(Exercise aim)
Locate the line that contains "of the power" in the entries below, then repeat it and every following line through the line that contains "the green shrub", exactly, and no others.

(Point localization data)
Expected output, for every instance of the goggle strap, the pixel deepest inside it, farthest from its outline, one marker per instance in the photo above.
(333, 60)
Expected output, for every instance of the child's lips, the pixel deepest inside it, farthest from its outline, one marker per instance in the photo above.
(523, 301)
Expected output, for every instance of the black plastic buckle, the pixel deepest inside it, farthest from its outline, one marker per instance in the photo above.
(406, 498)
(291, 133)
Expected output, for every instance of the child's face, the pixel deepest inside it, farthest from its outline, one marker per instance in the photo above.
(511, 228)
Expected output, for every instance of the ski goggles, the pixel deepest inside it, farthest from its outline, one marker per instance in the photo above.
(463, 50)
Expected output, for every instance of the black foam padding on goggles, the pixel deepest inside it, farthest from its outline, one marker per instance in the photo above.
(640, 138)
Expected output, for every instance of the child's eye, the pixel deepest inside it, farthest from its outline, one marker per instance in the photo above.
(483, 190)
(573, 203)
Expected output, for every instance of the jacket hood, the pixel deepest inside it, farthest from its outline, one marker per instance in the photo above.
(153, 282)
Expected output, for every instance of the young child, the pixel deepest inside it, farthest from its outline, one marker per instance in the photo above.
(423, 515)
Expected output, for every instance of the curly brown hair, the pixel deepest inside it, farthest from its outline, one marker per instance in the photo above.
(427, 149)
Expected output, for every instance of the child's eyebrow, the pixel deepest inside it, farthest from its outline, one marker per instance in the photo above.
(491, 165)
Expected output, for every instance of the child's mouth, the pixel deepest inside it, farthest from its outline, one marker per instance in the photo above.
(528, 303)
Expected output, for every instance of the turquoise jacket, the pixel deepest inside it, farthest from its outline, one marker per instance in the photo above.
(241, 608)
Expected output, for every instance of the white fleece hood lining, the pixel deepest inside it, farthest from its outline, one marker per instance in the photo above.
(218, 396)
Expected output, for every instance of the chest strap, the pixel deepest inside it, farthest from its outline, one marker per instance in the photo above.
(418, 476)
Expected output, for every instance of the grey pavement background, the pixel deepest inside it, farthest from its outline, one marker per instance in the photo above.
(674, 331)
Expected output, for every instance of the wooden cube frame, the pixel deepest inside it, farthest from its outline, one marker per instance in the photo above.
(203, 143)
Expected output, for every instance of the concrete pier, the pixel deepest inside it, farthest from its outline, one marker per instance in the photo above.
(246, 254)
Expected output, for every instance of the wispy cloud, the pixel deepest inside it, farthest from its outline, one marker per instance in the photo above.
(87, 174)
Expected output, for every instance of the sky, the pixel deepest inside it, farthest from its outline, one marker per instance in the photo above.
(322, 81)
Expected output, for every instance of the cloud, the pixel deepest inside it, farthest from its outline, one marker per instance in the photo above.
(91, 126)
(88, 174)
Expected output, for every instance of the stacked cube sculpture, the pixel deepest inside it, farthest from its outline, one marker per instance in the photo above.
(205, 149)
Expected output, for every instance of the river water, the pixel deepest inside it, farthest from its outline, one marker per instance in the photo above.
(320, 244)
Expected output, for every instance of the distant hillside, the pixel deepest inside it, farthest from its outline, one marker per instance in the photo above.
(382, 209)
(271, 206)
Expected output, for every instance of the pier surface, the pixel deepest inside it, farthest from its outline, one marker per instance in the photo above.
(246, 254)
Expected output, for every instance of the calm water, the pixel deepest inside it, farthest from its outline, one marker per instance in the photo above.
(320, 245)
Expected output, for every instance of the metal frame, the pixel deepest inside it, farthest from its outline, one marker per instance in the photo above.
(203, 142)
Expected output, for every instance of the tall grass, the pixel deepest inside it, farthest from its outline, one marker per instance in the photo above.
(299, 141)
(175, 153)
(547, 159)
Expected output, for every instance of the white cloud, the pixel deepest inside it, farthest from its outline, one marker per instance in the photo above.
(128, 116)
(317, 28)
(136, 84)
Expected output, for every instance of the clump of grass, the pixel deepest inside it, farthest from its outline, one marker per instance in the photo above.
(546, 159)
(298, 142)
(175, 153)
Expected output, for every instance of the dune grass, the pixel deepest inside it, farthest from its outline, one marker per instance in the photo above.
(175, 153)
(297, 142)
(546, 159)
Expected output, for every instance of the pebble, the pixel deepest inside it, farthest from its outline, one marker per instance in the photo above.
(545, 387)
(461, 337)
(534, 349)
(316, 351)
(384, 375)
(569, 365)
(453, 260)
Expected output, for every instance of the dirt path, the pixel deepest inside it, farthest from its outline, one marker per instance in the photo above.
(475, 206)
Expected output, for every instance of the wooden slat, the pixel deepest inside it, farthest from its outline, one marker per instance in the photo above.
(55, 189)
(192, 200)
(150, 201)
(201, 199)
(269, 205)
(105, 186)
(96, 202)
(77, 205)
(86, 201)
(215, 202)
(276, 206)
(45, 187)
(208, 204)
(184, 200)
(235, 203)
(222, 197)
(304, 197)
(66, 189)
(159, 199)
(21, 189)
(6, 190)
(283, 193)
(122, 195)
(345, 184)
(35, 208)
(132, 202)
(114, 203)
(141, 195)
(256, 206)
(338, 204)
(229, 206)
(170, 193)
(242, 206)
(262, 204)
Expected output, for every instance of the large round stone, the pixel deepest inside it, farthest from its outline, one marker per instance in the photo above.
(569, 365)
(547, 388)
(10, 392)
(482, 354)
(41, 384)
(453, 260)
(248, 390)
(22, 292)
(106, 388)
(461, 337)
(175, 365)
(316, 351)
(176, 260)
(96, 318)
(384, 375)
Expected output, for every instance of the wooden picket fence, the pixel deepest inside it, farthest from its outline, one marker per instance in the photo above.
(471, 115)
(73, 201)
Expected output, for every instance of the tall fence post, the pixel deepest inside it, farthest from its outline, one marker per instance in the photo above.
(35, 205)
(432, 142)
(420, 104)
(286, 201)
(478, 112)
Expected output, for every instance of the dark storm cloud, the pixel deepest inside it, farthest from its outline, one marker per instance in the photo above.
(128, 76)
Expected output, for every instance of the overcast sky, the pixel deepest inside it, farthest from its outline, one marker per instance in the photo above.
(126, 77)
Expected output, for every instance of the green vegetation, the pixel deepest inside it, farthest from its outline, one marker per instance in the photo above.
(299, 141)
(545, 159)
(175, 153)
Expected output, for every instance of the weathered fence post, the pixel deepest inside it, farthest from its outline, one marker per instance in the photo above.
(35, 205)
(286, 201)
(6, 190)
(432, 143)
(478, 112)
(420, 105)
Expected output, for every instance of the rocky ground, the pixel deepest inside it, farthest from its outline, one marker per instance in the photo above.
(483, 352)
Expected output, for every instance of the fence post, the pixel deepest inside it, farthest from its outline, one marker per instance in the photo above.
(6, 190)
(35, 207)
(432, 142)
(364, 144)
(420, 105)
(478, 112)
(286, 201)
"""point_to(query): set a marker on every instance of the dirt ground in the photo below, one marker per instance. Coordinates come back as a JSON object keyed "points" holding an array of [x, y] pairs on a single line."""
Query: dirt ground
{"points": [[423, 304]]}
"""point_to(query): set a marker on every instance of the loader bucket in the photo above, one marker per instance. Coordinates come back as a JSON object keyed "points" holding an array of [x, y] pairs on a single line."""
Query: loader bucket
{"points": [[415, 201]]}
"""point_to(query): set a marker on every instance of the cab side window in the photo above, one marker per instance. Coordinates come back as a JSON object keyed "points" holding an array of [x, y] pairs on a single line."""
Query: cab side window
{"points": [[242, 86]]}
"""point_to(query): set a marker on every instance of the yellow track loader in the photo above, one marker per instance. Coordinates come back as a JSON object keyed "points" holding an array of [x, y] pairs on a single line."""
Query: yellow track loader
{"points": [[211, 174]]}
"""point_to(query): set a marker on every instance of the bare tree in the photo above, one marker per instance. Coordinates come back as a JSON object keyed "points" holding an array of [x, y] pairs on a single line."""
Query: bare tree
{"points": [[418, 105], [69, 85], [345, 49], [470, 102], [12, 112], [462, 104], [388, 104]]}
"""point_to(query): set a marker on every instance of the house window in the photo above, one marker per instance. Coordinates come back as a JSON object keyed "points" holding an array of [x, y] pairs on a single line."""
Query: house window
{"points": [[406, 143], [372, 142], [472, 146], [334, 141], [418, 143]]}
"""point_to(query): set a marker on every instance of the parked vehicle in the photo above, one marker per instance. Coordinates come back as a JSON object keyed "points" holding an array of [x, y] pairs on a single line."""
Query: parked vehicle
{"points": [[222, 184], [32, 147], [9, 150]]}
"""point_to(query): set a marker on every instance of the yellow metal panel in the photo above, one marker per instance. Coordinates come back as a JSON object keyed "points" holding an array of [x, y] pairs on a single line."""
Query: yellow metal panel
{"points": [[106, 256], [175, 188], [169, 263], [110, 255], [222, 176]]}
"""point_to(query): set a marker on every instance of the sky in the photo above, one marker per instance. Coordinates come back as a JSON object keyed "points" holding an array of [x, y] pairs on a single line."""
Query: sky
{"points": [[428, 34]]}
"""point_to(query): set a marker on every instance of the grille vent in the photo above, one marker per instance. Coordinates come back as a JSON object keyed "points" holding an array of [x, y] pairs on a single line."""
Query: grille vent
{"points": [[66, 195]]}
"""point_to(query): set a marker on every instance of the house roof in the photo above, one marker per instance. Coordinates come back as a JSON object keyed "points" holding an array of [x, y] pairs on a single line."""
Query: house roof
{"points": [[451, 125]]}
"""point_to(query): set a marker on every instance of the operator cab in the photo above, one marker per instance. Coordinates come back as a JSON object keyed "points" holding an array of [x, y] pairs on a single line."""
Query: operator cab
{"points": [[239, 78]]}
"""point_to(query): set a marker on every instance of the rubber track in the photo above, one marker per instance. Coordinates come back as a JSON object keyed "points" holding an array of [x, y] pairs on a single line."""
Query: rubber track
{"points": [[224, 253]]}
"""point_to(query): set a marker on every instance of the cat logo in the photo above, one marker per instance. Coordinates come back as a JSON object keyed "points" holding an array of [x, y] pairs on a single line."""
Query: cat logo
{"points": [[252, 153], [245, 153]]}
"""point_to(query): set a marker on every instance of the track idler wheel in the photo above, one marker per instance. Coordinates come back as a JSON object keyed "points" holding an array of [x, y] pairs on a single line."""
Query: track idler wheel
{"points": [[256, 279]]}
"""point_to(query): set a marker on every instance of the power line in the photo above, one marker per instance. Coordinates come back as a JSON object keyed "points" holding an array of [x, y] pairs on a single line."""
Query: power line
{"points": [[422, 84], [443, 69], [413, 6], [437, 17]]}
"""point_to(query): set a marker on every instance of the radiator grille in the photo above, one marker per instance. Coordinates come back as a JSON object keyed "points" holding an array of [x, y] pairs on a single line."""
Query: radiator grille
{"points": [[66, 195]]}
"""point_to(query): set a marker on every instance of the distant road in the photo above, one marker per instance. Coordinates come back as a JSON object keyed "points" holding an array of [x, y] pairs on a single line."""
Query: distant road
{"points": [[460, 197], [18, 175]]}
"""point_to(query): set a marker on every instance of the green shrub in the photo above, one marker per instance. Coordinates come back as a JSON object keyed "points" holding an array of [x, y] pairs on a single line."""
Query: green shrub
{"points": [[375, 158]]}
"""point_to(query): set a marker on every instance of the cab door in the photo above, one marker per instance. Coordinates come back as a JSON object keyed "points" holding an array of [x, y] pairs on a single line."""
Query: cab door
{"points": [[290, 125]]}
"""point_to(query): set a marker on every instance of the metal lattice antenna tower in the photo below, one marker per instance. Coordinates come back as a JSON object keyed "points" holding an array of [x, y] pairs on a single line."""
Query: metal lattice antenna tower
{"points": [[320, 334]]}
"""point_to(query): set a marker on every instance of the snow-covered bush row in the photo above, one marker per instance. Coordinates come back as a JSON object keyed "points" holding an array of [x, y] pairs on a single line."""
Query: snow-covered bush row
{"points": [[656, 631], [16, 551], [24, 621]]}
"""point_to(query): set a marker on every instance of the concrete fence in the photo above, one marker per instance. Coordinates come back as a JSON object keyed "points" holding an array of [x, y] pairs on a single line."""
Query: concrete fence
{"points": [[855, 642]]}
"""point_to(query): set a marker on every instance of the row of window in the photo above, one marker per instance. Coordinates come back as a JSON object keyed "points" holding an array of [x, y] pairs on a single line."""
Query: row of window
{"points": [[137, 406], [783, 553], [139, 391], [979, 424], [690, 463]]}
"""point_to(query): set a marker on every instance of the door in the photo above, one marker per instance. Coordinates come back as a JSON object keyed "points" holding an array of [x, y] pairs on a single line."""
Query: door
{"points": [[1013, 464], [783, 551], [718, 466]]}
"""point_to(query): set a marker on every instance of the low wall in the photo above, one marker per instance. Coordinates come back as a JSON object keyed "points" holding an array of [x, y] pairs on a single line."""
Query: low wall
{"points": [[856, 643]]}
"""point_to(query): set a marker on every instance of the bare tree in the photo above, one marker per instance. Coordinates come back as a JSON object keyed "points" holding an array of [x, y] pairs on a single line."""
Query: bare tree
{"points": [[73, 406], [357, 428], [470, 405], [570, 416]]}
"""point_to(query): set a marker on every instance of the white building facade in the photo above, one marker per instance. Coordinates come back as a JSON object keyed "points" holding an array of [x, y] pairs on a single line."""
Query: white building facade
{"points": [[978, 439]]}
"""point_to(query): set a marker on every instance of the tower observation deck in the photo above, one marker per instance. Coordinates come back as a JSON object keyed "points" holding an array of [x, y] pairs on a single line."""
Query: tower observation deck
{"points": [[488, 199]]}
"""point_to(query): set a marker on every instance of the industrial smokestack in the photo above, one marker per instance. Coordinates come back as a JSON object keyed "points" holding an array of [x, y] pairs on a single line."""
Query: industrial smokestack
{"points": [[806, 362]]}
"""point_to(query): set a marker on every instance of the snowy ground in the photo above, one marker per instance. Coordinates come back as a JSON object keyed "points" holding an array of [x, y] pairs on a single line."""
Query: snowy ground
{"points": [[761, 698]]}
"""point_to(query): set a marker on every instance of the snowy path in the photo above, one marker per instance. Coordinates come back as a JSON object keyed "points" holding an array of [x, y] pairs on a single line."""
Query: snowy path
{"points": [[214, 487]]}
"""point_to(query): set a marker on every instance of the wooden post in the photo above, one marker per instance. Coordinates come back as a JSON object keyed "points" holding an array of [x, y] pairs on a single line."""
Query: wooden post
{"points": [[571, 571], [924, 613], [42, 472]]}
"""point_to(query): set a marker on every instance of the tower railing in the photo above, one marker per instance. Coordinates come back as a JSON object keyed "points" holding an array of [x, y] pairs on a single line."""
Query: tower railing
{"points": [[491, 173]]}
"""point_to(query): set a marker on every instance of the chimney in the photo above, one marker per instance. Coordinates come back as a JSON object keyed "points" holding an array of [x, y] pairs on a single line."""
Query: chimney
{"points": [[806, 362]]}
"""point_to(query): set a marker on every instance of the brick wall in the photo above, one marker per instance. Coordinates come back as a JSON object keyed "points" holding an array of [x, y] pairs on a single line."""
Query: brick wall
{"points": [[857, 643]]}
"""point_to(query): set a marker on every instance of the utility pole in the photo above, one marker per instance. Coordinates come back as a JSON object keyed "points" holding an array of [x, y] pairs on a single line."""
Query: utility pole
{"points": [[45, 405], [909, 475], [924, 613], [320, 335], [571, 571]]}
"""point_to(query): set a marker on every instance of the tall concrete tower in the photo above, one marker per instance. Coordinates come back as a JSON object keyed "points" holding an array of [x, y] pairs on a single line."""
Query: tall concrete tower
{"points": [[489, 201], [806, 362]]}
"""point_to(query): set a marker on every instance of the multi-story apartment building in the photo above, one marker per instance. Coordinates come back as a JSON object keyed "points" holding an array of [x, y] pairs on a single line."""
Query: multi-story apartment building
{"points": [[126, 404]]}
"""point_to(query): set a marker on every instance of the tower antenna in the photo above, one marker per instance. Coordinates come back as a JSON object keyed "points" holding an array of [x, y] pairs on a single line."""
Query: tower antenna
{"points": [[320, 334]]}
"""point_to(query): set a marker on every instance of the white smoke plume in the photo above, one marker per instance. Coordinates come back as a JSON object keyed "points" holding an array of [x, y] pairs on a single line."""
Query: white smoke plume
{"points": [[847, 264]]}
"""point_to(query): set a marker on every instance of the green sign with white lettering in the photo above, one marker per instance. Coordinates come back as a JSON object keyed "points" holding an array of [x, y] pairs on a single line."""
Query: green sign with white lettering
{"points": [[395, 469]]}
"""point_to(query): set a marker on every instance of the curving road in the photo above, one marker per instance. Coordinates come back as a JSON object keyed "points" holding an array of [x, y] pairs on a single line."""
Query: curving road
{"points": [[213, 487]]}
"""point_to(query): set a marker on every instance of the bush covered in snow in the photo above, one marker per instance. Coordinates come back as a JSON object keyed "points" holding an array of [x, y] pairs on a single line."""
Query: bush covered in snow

(Finished exercise)
"""point_to(query): set a marker on every instance of the power line in the photo above, one marker per instance. Coordinates come back as a JSON object keyed "points" holding an array of [x, y] pairs on a single line."""
Query: power line
{"points": [[422, 84], [443, 69], [413, 6], [437, 17]]}
"""point_to(query): set a marker on every instance of the radiator grille in the photo above, one marker per instance. Coordinates come back as a JSON object keyed "points" holding an array of [x, y] pairs on a single line."""
Query: radiator grille
{"points": [[66, 195]]}
"""point_to(query): set a marker on every instance of the distant road in the photo above, one marker per instance. Coordinates come back as a JSON object keyed "points" holding an array of [x, y] pairs on a single line."""
Query: distant road
{"points": [[460, 197], [18, 175]]}
"""point_to(query): set a marker on every instance of the green shrub in the photo above, one marker per instance. Coordinates come back as a JSON object keyed "points" holding an array of [x, y] pairs on a single line."""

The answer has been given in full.